-------- DATA
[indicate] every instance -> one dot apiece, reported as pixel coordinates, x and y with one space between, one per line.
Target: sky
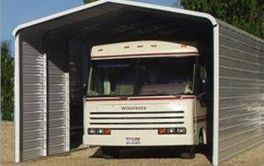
16 12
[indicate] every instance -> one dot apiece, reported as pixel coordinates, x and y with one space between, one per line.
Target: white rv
145 93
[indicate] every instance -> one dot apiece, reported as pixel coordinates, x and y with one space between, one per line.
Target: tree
88 1
7 82
244 14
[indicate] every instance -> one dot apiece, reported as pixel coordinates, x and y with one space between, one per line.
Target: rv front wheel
110 152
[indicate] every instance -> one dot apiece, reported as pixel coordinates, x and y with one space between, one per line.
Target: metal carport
52 55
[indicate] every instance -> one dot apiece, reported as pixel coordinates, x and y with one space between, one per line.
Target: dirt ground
136 157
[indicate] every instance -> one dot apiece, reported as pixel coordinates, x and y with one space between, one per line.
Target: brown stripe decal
146 54
158 98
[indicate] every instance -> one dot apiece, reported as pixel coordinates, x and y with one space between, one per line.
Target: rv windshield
142 76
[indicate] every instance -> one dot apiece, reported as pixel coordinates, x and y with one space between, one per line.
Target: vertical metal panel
58 97
215 151
76 91
241 114
17 98
32 106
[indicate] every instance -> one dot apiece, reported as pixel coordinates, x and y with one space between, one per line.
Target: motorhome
145 93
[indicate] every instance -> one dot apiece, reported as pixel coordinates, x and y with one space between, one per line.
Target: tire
110 152
190 154
201 141
187 155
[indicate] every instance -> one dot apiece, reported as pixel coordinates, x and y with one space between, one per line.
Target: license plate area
133 140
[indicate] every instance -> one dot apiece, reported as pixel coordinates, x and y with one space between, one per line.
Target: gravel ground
140 157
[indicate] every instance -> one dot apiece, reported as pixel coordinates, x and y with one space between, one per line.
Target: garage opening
54 57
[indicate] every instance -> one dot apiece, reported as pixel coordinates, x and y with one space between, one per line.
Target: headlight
95 131
178 130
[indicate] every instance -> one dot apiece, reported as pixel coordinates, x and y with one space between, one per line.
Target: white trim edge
123 2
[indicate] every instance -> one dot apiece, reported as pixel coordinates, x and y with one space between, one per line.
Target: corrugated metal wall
33 99
58 96
76 92
241 112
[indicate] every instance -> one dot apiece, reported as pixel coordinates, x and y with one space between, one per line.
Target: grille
150 119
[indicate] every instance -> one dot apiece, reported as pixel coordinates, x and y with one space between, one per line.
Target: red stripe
127 55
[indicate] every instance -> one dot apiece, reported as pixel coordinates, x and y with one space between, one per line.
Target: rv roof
142 49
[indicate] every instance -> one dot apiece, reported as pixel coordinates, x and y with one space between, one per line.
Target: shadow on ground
153 152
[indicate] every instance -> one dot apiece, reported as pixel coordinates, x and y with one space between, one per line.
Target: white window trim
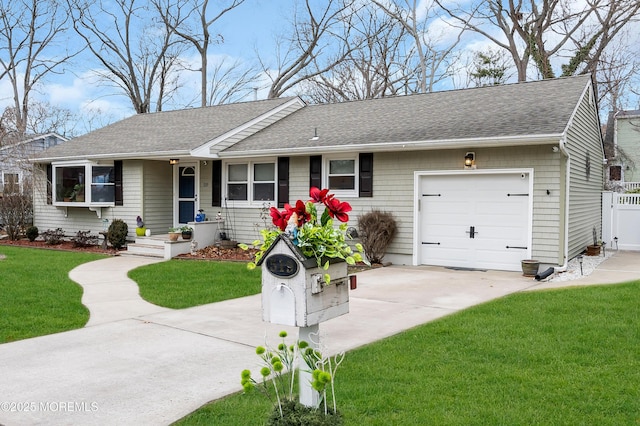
88 171
249 202
342 193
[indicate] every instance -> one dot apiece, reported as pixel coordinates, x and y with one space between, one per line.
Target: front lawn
562 357
182 284
37 297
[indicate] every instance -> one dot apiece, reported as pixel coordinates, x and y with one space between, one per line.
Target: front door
186 192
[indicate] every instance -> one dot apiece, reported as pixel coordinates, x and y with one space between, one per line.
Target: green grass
181 284
563 357
36 295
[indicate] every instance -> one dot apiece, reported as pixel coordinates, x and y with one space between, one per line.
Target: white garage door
475 220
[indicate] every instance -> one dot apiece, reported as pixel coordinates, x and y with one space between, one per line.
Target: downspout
563 150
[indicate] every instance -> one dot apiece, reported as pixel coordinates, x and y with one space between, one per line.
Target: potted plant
315 237
174 233
140 229
186 232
----------------
* WHAT IS NEEDED *
Reproduce every line exactly and omit all pictures.

* OUTPUT OF THE TASK *
[indicate] every instance -> one dot apiece, reported as pixel coordinates, x and y with one space between, one per line.
Target: sky
16 12
[indicate] every instance -> one dot apiece, reported as pixel coordinates, x and y with one space between, one per line.
Target: white rv
145 93
[indicate] every instance -> one dot apiece, reported as pixel coordinates, x and y with one space between, one per line.
Target: tree
88 1
7 82
244 14
[indicate] every instance -> one dot apiece, reported as pixel coordinates, x and y with one space between, one per line.
Target: rv front wheel
110 152
[indicate] every instance -> one dot apiece, reported as pixel coordinates, x and y with one space between, one per line.
Target: metal carport
52 55
[indicate] every instance -> one dot apiece, reported as pixel coordinates, x and y with one space between, one per line.
Target: dirt ground
136 157
[indicate] every instance -> one dot apiece, reported as pixel coordinates, x and y with one space between, one per line.
Target: brown stripe decal
146 54
158 98
[indicate] every instance -> one dot apiece, reported as pixel coordinates, x and y with one space between, one per line.
Target: rv windshield
142 76
[indicate] every instance -> one dot apiece, reported as pixel coordinates, x and y with one space between, one per line.
Target: vertical metal panel
58 97
215 151
76 91
241 114
17 98
32 106
[indicate] every instance -> one dot apiece, reported as pixel coordinates, x and y with one space between, one per line.
Target: motorhome
145 93
[indicate] every instance -> one dot apiece, reported as pixel coordinates, x and y with one space between, one per line.
Target: tire
110 152
190 154
201 141
187 155
[indicate] every instance -> one dot apiece, reported as pixel coordinates, x and y with one space between, one per line.
Target: license plate area
133 140
[indicate] every instance -> one dot apiece, reported as pixel coordinates, x and y with one space between, one per line.
Target: gravel ground
140 157
[indicate] every instance -> one dot apiece, reported as pixel coordinates, x and y with one space between, one per line.
Target: garage opening
54 57
[indicate] every instance -> one dot apiece, reported as pixel coordinates, x and y with one space between, one per line.
Target: headlight
95 131
178 130
[indicate] every instance -> one dot apiece, reported as pixel coordinates, x and y with one space between, one per line.
Target: white trim edge
123 2
[indicate] every instance -> one dot apiece, reported as pixel coordinates, x and y with one space between, one per line.
Target: corrugated metal wall
33 99
58 96
76 92
241 112
[indicate] every instance -> one dot apiece, reported as pixel coordinates, x and y with one space between, one per line.
Target: grille
150 119
[indicate] every instance -> one dot apiece, reported as pixel coordinates, x and y with one space between, one per line.
Target: red stripe
127 55
[indicate] every instance -> one dot apiece, reported as pixel coordinates, x and y with one space between, one per line.
Target: rv roof
142 49
[indicate] every instance -> one dot apiece, reported as pixel coordinates, x and y with one space between, one per line.
Target: shadow on ground
153 152
[indicate] every instance -> one dot apiece, reported as pixel coordinates, x and y with one space between, one per line.
Target: white window trim
88 171
249 202
342 193
[indicate] every instance -> one dot apiece, reported as pixel coordinates, x and y with one space between, one per line.
Target: front lawn
562 357
182 284
37 297
[indicate] every instance -> one dot apiece, reported as pixel coordinates, x and y with one space between, one per line.
Target: front door
186 192
[indicate] every instance -> one dot apiece, reported as pixel coordinates, x and y with one space between, one per line.
Target: green grass
181 284
563 357
36 295
[indicate] every instance -> one dot apiece, reported as pixel coordinates, x and y with one space between, one per line.
Target: white garage door
475 220
[indicate] every instance -> one dot apiece, reported as pixel coordinates, x and y with one space between, one per line.
Target: downspout
563 150
[indicate] every instance -> one dot apiece, reported as pixel coordinates, x and y with one space between, one per line.
Target: potted plant
315 237
174 233
140 229
186 232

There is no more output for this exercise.